# [PROBLEM TO SOLVE]
Locate every line in the material below that contains the string "pixels", and copy each such line in full. Matching is case-sensitive.

# [RECORDS SHOWN]
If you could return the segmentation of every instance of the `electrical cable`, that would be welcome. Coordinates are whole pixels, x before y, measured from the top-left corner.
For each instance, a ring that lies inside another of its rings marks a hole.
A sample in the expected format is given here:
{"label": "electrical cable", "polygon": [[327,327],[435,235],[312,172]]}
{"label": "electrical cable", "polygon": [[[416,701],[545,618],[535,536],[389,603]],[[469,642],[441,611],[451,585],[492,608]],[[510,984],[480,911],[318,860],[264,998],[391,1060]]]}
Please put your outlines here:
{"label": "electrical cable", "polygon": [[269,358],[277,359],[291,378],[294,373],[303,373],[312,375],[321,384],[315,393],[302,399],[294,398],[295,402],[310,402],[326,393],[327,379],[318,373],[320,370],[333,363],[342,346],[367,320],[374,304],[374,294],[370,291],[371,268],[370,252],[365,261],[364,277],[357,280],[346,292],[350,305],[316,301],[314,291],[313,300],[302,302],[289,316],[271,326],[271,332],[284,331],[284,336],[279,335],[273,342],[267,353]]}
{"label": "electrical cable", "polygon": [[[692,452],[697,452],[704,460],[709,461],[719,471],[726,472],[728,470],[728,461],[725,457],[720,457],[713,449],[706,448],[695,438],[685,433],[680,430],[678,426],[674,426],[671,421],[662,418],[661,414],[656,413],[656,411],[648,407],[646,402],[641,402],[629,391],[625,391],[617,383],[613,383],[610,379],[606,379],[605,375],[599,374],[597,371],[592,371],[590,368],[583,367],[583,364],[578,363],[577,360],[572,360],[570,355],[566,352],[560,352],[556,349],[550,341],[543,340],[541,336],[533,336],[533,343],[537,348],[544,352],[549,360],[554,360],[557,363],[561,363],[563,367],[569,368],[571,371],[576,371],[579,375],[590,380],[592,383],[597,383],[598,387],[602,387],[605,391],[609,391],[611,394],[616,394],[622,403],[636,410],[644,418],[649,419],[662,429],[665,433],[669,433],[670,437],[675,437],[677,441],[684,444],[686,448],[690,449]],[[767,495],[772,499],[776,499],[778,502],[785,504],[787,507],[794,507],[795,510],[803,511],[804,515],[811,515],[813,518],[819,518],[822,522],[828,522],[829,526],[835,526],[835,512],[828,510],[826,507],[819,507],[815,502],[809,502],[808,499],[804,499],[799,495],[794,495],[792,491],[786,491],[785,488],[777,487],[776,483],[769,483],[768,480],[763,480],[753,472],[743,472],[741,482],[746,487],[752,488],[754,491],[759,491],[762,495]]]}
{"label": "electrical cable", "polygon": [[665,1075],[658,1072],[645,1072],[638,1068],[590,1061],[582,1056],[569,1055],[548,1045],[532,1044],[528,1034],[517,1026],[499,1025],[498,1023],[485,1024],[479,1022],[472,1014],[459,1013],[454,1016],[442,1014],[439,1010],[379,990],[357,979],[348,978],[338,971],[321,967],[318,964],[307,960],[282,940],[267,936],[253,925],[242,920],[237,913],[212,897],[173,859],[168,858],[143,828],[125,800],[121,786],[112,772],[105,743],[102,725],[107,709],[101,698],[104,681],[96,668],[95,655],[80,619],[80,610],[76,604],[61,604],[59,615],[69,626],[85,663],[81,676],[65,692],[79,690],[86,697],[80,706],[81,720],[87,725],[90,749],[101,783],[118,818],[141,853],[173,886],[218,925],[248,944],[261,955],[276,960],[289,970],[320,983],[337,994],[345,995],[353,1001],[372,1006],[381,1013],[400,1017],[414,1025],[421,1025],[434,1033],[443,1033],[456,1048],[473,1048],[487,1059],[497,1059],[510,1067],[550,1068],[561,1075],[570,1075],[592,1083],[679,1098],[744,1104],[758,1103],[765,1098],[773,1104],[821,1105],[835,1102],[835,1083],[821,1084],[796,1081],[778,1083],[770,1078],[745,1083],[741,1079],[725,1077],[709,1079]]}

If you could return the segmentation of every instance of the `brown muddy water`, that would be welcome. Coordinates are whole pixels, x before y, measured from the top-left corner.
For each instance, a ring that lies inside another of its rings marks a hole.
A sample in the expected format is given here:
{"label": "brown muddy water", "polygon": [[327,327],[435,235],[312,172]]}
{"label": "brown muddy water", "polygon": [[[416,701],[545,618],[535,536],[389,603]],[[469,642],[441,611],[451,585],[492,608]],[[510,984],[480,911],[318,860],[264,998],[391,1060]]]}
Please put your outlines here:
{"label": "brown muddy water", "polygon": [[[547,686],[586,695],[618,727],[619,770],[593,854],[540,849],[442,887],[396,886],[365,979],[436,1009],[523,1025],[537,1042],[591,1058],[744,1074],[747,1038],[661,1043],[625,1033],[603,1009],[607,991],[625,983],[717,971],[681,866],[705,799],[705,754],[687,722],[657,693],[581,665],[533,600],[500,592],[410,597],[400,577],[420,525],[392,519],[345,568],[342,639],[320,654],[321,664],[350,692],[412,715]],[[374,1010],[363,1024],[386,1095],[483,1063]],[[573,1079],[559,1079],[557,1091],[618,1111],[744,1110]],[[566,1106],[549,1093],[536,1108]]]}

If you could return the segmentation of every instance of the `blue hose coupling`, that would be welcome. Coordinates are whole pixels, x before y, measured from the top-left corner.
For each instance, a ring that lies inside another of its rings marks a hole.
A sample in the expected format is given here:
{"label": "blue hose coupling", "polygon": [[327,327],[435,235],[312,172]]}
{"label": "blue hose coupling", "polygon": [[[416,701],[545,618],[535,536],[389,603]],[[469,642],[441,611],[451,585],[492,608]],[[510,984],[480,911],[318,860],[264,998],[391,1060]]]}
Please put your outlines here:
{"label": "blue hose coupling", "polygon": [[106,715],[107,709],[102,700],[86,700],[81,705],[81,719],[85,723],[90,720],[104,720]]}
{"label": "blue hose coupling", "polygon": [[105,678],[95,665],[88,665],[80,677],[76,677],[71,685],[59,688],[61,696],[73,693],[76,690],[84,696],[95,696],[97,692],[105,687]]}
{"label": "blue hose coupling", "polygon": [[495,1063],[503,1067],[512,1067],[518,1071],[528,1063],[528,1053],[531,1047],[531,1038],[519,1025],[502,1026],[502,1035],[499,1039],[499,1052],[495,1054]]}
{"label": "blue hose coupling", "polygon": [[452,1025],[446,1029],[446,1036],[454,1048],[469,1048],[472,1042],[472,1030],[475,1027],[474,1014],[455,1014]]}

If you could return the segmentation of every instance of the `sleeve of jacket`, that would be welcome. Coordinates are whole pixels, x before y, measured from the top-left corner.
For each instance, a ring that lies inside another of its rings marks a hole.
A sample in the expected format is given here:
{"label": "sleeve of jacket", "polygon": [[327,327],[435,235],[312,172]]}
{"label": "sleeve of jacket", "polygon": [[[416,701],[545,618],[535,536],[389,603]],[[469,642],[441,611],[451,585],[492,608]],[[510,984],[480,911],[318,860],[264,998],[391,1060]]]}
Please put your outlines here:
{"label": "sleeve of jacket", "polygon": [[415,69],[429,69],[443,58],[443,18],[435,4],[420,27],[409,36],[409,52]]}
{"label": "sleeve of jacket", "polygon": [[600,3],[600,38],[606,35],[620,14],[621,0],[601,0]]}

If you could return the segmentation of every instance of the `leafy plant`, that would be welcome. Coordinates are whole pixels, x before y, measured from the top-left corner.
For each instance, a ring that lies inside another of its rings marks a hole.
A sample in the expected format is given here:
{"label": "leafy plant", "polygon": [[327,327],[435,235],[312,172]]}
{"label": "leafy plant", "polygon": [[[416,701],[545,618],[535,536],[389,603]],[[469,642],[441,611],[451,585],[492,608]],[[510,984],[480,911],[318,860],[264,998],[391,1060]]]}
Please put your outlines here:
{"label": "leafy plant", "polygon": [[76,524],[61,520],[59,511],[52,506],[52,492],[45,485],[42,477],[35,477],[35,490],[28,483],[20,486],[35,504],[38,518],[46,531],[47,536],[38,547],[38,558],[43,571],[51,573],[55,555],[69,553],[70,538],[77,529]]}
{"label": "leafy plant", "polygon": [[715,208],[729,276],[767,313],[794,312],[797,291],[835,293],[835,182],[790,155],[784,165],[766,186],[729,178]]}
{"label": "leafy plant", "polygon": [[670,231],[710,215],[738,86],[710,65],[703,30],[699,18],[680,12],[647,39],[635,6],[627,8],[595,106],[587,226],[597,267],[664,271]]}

# [RESULT OF THIS EXERCISE]
If you could return the segmentation of every instance of the `electrical cable`, that would be welcome. Coordinates are whole pixels, x before y, measured from the top-left corner.
If you could return the segmentation of every instance of the `brown muddy water`, that would be welcome. Coordinates are whole pixels, x before y, measured from the top-left corner.
If you could return the segmentation of every instance of the `blue hose coupling`, that would be welcome. Coordinates are whole pixels, x before y, measured from the top-left corner.
If you could return the segmentation of every instance of the `sleeve of jacket`, that would be welcome. Coordinates are whole pixels, x before y, measured from the top-left corner.
If you could return the segmentation of every instance of the `leafy plant`, that would be welcome. Coordinates are whole pixels, x before y, measured from the top-left corner.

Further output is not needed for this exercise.